● REQUIREMENTS
Convert every line of the items below into a JSON list of strings, one string per line, with blank lines omitted.

────────────────

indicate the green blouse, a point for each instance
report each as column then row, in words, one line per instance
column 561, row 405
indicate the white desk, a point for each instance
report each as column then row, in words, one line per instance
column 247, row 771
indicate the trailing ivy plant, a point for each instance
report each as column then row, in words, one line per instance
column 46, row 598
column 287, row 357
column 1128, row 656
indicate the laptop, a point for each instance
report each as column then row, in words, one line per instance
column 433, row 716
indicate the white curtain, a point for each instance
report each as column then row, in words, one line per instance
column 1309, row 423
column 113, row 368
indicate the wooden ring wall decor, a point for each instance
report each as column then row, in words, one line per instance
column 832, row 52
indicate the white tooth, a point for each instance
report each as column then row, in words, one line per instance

────────────────

● EXPECTED ANSWER
[
  "indicate the green blouse, a point for each instance",
  "report each as column then row, in words, one line per instance",
  "column 561, row 405",
  "indicate the white desk, a point for each instance",
  "report each as column then row, in words, one line per instance",
  "column 247, row 771",
  "indicate the trailing ivy plant, a point for each instance",
  "report each as column then row, in words, one line per instance",
  "column 46, row 598",
  "column 287, row 357",
  "column 1128, row 656",
  "indicate the laptop, a point for each instance",
  "report each as column then row, in words, one line per instance",
  "column 433, row 716",
  "indicate the white curtain, a point for each instance",
  "report each as column then row, in words, one line per instance",
  "column 1309, row 423",
  "column 113, row 368",
  "indicate the wooden ring wall decor, a point for each instance",
  "report each as column then row, in words, one line per instance",
  "column 832, row 52",
  "indicate the white tooth, a point for each instance",
  "report each as column then row, in words, one line per instance"
]